Обе стороны готовились к нему самым тщательным образом. В специально сшитой для этого случая и отделанной золотом и серебром парадной форме Муссолини и Чиано прибыли в Мюнхен на частном поезде в сопровождении избранной группы самых известных и влиятельных итальянских журналистов. «Мы должны выглядеть большими пруссаками, чем сами пруссаки», – говорил Чиано. Ни одного короля не принимали с такой помпой и с такими почестями. Гитлер, тоже в военной форме, с огромной свитой поджидал их на центральном вокзале, украшенном лентами и гирляндами цветов. И хотя два диктатора уже встречались в Венеции в 1934 году, именно теперь настал момент, когда две страны и две «революции» по-настоящему обратились лицом друг к другу. Для собравшихся журналистов встреча имела огромное значение. За грандиозным парадом в центре Мюнхена последовало наблюдение за флотскими маневрами в Балтийском море и поездка по заводам и фабрикам в Эссене. Но больше всего величие германской мощи поразило Муссолини и Чиано в Берлине.

Задание: Выпишите все города, упомянутые во фрагменте. Записи ниже с этим фрагментом никак не связаны.

Записанные данные:
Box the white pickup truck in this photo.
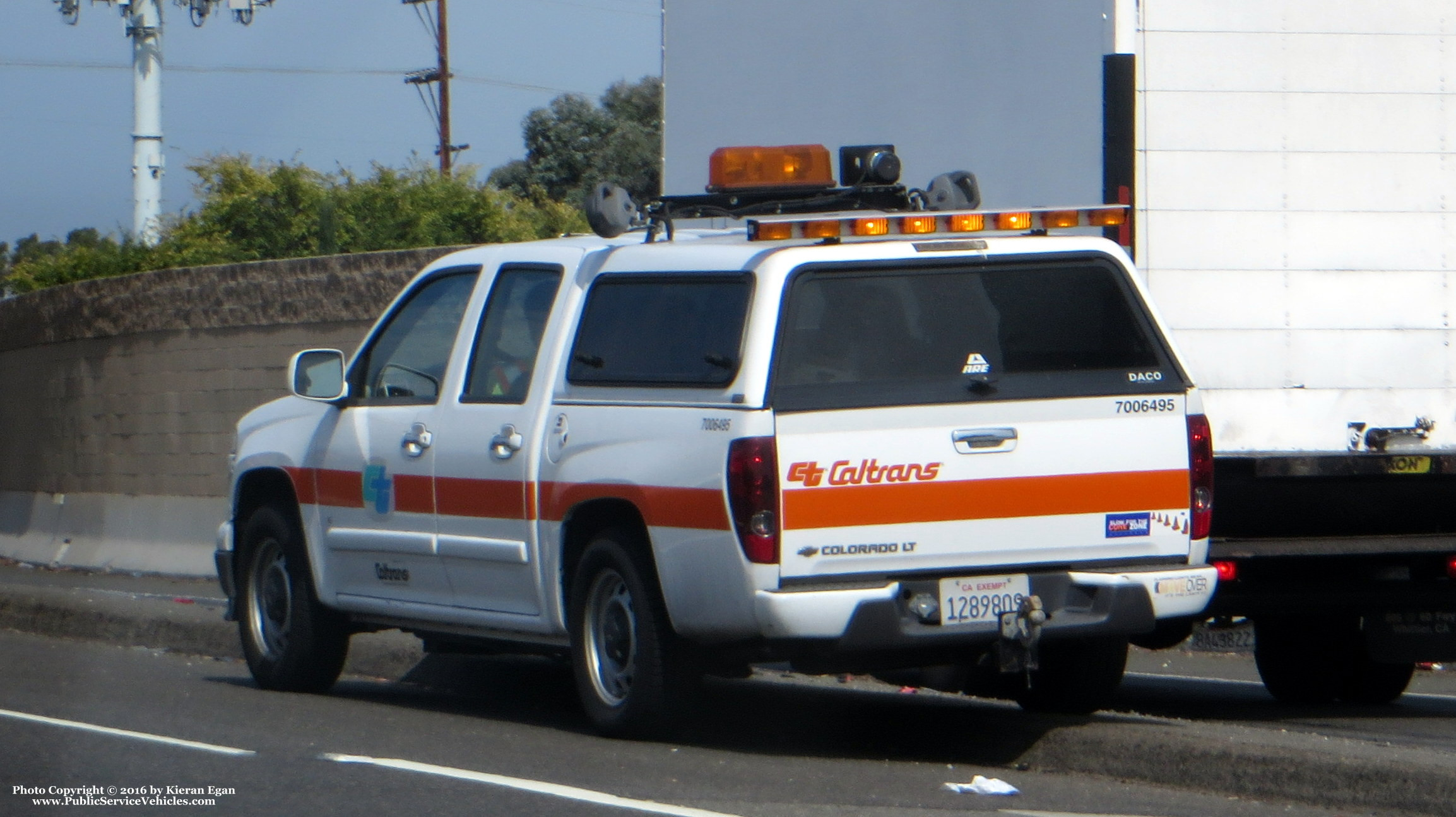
[217,146,1216,734]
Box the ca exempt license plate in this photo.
[940,574,1031,626]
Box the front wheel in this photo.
[569,530,692,736]
[237,505,350,691]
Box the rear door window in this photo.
[773,259,1185,411]
[566,273,751,387]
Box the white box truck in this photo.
[663,0,1456,702]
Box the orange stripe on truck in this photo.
[783,469,1188,530]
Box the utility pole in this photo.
[399,0,470,176]
[435,0,454,176]
[54,0,272,246]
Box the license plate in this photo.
[940,574,1031,626]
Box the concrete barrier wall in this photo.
[0,247,456,575]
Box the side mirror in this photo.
[288,350,350,402]
[925,170,981,209]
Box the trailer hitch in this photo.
[996,596,1047,683]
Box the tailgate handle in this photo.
[950,428,1016,454]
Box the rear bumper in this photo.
[213,521,237,622]
[754,565,1217,652]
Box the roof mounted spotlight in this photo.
[925,170,981,209]
[839,144,900,188]
[584,182,637,239]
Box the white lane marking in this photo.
[997,808,1170,817]
[319,751,738,817]
[1123,673,1264,688]
[0,709,257,755]
[1124,673,1456,700]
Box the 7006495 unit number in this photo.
[1113,397,1178,414]
[940,574,1031,626]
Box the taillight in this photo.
[728,437,779,565]
[1188,414,1213,539]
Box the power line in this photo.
[0,60,579,96]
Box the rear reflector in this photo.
[1188,414,1213,539]
[728,437,779,565]
[950,213,986,233]
[996,213,1031,230]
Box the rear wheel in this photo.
[237,505,350,691]
[1253,616,1415,703]
[569,530,693,737]
[1016,637,1127,715]
[1338,645,1415,703]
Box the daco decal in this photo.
[364,460,394,514]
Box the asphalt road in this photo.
[0,632,1386,817]
[1116,650,1456,751]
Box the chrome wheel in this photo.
[584,570,637,707]
[247,538,294,658]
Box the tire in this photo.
[1253,618,1415,705]
[1253,616,1347,703]
[237,505,350,691]
[1015,637,1127,715]
[568,529,693,737]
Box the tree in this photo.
[0,156,585,293]
[489,77,663,204]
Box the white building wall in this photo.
[1137,0,1456,453]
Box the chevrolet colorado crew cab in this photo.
[217,144,1216,734]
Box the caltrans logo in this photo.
[362,460,394,514]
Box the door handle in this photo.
[950,428,1016,454]
[490,422,526,460]
[399,422,435,457]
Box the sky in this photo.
[0,0,661,245]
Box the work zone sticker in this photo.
[961,353,991,374]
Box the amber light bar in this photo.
[749,204,1128,242]
[707,144,834,191]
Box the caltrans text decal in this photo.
[788,460,940,488]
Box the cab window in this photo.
[460,266,560,403]
[355,268,479,405]
[566,273,753,387]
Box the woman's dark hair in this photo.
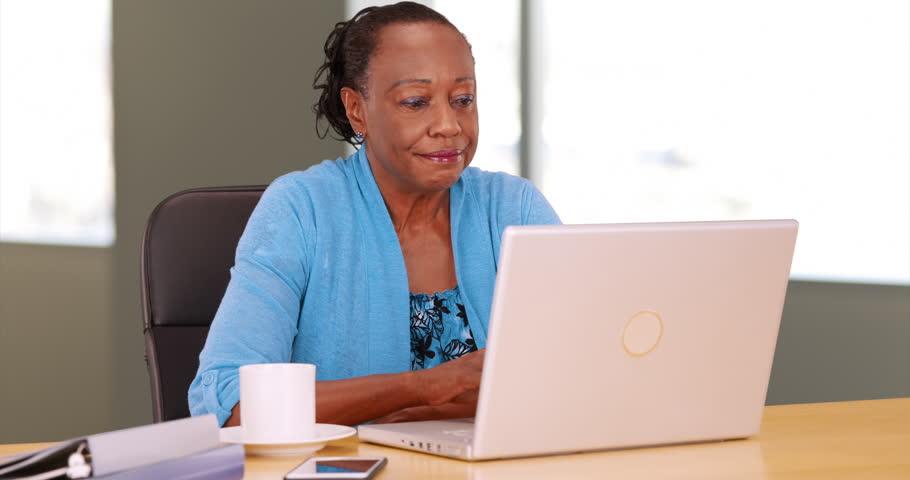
[313,2,470,146]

Ответ: Мюнхен, Венеция, Эссен, Берлин.